→ Required task 1: In the text below about the Homeless Studio course, what budget did students have for the nomadic sleeping space?

Just a few miles from the University of Southern California campus, Skid Row contains a significant portion of the homeless population of Los Angeles, a city in the midst of a declared state of emergency with nearly 47,000 people in total living in shelters and on the street. For R. Scott Mitchell and Sofia Borges, two instructors at the USC School of Architecture, this city-wide crisis demands an architectural response. “The homeless are always thinking about architecture. It's time we started thinking about them,” they wrote in the syllabus for their course, Homeless Studio.
The Homeless Studio was divided into two parts: a short charette on nomadic structures, followed by a fabrication workshop. During the first part, the students were tasked with developing a nomadic sleeping space around the size of a shopping cart, with a budget of just $500 for the entire project. For the second part, the students designed tiny homes entirely out of materials they scavenged, with the ultimate aim of redistributing them to homeless people. Finally, the students worked with a real-world client—the Hope of the Valley Rescue Mission—to design and build a 30-bed by-right shelter for senior women.
“[Hope of the Valley Rescue Mission] CEO Ken Craft has become our client for the semester and we have been working closely with him, the Departments of Building and Safety, City Planning, and now the Mayor's Office, to develop a city-supported modular, adaptable housing solution for immediate stabilization to get people off the streets until they can be placed in permanent supportive housing,” Borges explains.
We got in touch with Mitchell via email to hear more about how the studio worked and the impetus for it.

→ Required task 2: Collect every line of the entries below that contains the string "mountain", treating uppercase and lowercase as different.

→ Lines of data:

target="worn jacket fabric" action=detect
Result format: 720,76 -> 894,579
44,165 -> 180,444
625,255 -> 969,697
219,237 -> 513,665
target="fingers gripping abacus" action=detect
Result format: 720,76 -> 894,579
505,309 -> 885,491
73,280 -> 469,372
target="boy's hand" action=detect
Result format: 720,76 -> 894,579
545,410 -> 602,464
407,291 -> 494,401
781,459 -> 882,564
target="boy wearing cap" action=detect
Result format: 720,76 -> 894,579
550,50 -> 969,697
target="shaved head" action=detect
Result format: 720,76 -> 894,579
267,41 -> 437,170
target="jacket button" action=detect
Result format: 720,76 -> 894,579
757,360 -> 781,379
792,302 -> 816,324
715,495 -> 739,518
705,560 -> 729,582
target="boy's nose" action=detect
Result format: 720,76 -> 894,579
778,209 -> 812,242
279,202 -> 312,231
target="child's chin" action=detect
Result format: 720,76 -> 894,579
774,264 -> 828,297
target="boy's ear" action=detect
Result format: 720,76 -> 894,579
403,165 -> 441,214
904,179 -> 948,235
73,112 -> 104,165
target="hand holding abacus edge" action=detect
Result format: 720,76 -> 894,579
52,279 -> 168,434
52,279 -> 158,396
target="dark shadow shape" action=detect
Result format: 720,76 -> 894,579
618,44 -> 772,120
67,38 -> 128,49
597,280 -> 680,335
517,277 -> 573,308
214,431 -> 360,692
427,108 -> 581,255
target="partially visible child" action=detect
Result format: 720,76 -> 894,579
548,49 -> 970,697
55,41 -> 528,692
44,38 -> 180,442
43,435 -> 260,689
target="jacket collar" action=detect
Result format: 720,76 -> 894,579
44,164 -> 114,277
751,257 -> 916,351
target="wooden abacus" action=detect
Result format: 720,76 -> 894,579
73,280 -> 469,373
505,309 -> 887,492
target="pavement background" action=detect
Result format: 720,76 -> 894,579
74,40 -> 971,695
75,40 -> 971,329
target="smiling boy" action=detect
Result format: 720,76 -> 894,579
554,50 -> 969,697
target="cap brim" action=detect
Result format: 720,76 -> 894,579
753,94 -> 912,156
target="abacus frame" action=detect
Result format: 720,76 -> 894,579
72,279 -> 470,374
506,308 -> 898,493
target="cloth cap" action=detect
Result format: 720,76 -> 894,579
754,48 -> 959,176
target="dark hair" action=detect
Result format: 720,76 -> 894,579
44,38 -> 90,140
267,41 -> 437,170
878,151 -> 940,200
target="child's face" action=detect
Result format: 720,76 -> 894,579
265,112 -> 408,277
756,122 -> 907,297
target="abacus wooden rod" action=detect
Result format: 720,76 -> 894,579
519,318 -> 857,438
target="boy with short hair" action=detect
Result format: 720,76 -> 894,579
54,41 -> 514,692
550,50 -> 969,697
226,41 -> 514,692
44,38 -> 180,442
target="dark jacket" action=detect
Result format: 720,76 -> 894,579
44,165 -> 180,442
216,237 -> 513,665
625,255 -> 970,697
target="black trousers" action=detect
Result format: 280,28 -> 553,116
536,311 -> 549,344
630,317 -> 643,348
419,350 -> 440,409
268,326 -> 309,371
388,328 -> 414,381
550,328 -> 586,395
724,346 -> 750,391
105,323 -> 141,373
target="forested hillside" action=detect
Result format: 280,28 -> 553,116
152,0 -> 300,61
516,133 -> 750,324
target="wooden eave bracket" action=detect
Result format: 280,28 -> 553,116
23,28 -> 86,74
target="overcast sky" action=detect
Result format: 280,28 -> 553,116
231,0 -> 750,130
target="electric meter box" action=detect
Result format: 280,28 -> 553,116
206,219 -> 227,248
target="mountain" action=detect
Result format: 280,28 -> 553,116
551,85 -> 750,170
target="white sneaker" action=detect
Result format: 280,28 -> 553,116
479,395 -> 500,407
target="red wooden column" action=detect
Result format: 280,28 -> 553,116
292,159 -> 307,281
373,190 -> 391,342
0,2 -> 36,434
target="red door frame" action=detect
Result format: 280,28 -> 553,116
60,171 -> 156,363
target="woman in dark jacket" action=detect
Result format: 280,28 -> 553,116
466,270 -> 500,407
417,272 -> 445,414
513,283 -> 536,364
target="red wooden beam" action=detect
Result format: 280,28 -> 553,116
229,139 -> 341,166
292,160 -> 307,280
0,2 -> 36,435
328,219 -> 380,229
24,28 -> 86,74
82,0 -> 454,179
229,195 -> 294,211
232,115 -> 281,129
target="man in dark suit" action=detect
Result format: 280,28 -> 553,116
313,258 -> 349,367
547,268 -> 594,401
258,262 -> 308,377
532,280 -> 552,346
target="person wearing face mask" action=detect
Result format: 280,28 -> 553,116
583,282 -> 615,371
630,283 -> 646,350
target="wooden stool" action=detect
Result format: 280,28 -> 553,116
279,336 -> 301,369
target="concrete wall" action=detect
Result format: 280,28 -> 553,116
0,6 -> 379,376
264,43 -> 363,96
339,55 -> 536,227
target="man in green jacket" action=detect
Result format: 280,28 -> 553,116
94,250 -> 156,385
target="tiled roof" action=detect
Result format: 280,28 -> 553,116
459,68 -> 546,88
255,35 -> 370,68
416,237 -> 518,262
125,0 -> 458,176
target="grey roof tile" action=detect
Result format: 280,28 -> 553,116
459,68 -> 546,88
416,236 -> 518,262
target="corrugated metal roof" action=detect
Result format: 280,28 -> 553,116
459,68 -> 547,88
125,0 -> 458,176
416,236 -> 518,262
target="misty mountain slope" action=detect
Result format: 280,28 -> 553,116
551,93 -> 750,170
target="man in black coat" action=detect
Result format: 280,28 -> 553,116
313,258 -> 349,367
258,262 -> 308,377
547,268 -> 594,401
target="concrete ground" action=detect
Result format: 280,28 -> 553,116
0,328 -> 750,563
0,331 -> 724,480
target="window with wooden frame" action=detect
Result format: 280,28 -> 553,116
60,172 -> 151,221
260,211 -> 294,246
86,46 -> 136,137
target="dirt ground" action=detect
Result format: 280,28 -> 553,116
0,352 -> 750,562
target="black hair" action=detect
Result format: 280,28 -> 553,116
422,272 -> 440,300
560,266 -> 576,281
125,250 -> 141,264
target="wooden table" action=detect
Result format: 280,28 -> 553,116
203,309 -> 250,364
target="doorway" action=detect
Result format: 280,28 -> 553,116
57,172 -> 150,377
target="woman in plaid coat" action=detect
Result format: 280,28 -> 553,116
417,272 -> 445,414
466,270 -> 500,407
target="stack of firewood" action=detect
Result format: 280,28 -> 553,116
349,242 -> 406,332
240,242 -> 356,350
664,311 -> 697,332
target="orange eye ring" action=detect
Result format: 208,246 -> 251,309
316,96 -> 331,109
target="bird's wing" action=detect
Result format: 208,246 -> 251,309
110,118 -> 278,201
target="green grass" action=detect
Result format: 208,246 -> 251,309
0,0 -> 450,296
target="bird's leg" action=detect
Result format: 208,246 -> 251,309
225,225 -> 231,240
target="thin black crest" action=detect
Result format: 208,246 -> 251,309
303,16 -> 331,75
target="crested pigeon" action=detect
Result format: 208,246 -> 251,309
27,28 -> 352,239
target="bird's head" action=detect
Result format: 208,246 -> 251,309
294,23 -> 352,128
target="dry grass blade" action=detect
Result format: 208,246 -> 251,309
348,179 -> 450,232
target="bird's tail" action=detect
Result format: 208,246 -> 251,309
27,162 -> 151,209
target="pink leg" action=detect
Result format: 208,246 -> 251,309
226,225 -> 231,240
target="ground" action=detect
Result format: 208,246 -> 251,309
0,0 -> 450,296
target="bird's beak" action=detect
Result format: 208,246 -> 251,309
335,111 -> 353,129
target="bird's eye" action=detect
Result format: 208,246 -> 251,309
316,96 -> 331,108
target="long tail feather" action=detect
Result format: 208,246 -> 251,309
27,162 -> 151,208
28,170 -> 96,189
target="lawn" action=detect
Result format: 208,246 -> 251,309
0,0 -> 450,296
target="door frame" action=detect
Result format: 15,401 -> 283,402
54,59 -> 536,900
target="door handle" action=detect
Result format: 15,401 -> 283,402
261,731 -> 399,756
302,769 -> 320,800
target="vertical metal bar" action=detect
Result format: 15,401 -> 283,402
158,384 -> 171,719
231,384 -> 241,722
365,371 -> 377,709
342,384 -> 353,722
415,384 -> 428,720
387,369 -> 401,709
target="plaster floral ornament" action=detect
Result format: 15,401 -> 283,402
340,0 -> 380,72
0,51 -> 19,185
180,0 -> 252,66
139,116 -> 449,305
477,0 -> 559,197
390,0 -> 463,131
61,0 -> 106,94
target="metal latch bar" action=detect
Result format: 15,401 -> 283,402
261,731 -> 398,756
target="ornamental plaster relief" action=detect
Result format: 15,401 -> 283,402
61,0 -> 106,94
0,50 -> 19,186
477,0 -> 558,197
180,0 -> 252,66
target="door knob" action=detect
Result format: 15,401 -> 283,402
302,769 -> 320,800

→ Result 1: $500 for the entire project.

→ Result 2:
target="mountain" action=detect
target="misty mountain slope" action=detect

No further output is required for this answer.